Referring expression pointing data:
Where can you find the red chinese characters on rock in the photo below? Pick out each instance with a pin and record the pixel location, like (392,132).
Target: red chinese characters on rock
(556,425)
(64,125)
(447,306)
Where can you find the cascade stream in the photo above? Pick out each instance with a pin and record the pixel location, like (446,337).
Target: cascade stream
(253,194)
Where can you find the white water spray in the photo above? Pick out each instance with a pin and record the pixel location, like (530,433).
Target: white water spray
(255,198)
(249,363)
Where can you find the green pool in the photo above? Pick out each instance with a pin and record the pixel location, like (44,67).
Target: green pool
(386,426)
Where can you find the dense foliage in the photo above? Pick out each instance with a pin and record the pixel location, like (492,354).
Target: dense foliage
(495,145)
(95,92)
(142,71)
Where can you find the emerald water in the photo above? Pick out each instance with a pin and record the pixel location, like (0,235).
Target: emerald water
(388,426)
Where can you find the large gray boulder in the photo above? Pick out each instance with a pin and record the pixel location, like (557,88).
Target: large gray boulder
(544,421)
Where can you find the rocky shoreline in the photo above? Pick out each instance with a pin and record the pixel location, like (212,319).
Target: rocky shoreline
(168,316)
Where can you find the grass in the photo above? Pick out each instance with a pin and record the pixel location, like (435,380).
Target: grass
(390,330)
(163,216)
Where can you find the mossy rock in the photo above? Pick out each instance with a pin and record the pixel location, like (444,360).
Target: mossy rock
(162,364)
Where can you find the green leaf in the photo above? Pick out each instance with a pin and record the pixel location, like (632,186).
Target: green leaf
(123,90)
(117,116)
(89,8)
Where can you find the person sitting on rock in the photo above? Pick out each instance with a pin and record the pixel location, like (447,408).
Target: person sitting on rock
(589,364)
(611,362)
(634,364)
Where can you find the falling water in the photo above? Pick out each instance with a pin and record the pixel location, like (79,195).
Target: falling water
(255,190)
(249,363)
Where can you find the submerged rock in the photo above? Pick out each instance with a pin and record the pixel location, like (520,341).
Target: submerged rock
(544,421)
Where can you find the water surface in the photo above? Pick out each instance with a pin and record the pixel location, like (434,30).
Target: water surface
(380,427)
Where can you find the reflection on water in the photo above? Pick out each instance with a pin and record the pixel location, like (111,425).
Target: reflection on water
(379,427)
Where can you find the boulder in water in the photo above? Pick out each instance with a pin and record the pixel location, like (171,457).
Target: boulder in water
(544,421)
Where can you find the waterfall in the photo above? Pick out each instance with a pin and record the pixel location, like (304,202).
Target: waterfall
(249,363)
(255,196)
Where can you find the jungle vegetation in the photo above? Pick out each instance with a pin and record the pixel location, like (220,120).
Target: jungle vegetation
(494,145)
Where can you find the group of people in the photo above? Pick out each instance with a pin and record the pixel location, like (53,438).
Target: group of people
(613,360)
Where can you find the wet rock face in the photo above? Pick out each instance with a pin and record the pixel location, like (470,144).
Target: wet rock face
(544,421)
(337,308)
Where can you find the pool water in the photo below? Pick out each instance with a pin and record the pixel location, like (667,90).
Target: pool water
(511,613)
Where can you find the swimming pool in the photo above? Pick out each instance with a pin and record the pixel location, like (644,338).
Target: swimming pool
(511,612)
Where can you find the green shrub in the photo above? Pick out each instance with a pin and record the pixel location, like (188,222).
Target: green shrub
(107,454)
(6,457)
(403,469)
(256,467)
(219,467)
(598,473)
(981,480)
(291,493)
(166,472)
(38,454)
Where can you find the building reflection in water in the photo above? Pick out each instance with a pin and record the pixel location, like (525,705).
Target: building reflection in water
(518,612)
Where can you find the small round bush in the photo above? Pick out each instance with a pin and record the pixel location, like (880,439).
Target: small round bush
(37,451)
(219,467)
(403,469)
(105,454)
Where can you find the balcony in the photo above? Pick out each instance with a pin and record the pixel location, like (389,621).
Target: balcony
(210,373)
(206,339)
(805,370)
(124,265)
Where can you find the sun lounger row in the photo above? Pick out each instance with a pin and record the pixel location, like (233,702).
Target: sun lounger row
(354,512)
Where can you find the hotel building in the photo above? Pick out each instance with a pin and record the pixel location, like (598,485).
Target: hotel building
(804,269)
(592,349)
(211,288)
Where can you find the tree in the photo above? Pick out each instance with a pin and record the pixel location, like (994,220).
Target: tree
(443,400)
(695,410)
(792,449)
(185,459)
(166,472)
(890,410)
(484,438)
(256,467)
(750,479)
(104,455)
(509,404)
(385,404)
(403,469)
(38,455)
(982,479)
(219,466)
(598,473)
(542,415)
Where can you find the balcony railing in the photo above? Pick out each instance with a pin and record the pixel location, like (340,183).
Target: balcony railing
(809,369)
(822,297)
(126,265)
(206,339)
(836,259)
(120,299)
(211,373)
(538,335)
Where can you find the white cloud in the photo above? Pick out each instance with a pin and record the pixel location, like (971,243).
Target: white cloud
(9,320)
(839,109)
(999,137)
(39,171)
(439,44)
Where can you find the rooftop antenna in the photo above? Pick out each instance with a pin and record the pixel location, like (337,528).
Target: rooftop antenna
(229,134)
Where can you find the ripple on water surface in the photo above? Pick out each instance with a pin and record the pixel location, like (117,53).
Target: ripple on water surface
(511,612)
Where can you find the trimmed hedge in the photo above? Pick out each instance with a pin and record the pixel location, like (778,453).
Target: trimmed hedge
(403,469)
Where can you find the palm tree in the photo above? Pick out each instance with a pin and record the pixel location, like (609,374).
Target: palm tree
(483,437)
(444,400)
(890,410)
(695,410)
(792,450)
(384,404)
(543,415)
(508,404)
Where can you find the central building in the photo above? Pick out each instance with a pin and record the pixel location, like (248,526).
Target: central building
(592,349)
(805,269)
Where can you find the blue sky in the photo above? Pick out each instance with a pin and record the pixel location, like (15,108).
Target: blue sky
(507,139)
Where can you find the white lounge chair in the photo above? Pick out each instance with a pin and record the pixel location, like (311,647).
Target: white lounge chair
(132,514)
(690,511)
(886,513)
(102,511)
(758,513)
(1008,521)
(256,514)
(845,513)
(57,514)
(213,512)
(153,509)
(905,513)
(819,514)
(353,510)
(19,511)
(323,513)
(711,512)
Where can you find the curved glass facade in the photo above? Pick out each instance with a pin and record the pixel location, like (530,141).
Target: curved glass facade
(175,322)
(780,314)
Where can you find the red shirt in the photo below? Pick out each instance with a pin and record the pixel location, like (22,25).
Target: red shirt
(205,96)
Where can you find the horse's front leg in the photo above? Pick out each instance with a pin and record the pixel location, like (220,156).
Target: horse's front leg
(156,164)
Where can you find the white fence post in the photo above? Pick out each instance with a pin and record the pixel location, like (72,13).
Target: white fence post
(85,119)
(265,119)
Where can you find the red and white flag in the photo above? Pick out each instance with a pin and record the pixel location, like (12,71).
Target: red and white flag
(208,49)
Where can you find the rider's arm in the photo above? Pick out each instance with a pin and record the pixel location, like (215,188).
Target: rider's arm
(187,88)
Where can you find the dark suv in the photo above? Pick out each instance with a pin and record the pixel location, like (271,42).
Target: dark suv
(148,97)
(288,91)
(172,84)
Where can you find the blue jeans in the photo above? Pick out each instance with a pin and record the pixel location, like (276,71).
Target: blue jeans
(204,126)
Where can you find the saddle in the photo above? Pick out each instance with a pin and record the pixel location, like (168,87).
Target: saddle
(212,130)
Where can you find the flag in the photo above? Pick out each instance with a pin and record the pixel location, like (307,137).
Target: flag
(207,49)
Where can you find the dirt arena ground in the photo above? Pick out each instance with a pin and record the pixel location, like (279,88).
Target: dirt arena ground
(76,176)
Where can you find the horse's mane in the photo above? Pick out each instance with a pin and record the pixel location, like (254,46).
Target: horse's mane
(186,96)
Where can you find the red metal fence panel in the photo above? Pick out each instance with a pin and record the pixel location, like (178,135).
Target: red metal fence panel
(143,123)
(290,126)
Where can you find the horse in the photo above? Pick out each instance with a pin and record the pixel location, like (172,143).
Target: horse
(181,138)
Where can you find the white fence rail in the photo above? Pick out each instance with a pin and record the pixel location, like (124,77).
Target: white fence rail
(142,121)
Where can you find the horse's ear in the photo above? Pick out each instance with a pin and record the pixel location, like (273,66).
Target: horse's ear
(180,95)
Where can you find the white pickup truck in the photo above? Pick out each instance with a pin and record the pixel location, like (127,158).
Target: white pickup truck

▶ [Assignment]:
For the word "truck", return every line of the records that holds it.

▶ [Written response]:
Where can you find the white pickup truck in the photo above? Pick out each instance with a pin and record the pixel location, like (127,158).
Target: white pickup truck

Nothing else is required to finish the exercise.